# What is needed
Print every record word for word.

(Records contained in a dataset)
----------

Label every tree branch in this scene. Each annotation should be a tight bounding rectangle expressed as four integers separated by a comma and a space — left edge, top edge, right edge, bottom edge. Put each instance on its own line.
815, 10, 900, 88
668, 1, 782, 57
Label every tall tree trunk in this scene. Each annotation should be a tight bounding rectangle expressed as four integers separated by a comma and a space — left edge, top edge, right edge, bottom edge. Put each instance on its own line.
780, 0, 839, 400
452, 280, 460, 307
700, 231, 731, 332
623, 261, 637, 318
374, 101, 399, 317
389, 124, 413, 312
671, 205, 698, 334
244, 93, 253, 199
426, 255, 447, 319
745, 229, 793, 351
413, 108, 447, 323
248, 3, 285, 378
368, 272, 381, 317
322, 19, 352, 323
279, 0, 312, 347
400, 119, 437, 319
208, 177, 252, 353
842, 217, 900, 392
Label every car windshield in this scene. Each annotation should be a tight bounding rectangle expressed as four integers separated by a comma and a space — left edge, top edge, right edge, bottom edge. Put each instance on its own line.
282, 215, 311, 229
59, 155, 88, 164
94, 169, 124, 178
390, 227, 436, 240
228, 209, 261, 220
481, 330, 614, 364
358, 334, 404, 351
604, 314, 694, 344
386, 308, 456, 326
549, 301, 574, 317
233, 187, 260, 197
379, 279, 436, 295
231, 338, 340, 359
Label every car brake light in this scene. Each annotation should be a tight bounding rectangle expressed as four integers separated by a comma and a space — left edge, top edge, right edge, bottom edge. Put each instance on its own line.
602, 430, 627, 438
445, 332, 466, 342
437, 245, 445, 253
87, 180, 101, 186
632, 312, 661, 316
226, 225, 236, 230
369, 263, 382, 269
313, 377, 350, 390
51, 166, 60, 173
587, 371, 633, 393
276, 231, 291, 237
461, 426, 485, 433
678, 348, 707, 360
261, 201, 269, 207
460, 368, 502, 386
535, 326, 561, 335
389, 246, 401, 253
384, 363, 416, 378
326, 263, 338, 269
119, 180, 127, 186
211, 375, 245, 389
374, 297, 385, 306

----------

# Response
Label every tree branch in this scene. Each annotation should be a tight bounding rectangle expressed as four integers separated by a comma and a space — left edge, top edge, right edge, bottom edge. Put each instance on its own line.
815, 10, 900, 88
668, 1, 782, 57
Label every tall tree trunk in this scene. Each annotation should be a tight bounding rectangle expressed as four integers separated by a comma and a space — left edge, top edge, right edge, bottom edge. Put each instance on its own line.
780, 0, 839, 400
452, 280, 460, 307
700, 231, 731, 332
623, 261, 637, 318
374, 101, 399, 317
389, 124, 413, 312
671, 205, 698, 334
244, 93, 253, 199
426, 255, 447, 319
745, 229, 793, 351
413, 108, 447, 323
248, 3, 285, 378
368, 272, 381, 317
322, 19, 352, 323
279, 0, 312, 347
400, 119, 437, 319
208, 177, 252, 353
842, 217, 900, 392
Label every car windshield in this scene. Each annotation should be a tight bounding rectangle expressed as four integers separated by a comma and a space — left edge, top edge, right edge, bottom edge. Put each instance on its own line.
282, 215, 311, 229
59, 155, 88, 164
94, 169, 124, 178
390, 227, 436, 240
228, 209, 261, 220
481, 330, 614, 364
358, 334, 404, 351
604, 314, 694, 344
386, 308, 456, 326
549, 301, 574, 317
233, 187, 260, 197
379, 279, 436, 295
231, 338, 340, 359
Label every car brake light in this scene. Each annotation should be a tight bounding rectangle expressed as four integers separated by a comma and a space — left edge, top edge, right edge, bottom edge. Put each instance on its own line.
602, 430, 627, 438
445, 332, 466, 342
437, 245, 445, 253
87, 180, 101, 186
632, 312, 661, 316
226, 225, 236, 230
369, 263, 382, 269
313, 377, 350, 390
51, 166, 60, 173
587, 371, 633, 393
276, 231, 291, 237
461, 426, 485, 433
678, 348, 707, 360
261, 201, 269, 207
460, 368, 502, 386
535, 326, 561, 335
389, 246, 401, 253
384, 363, 416, 378
326, 263, 338, 269
119, 180, 127, 186
211, 375, 245, 389
374, 297, 385, 306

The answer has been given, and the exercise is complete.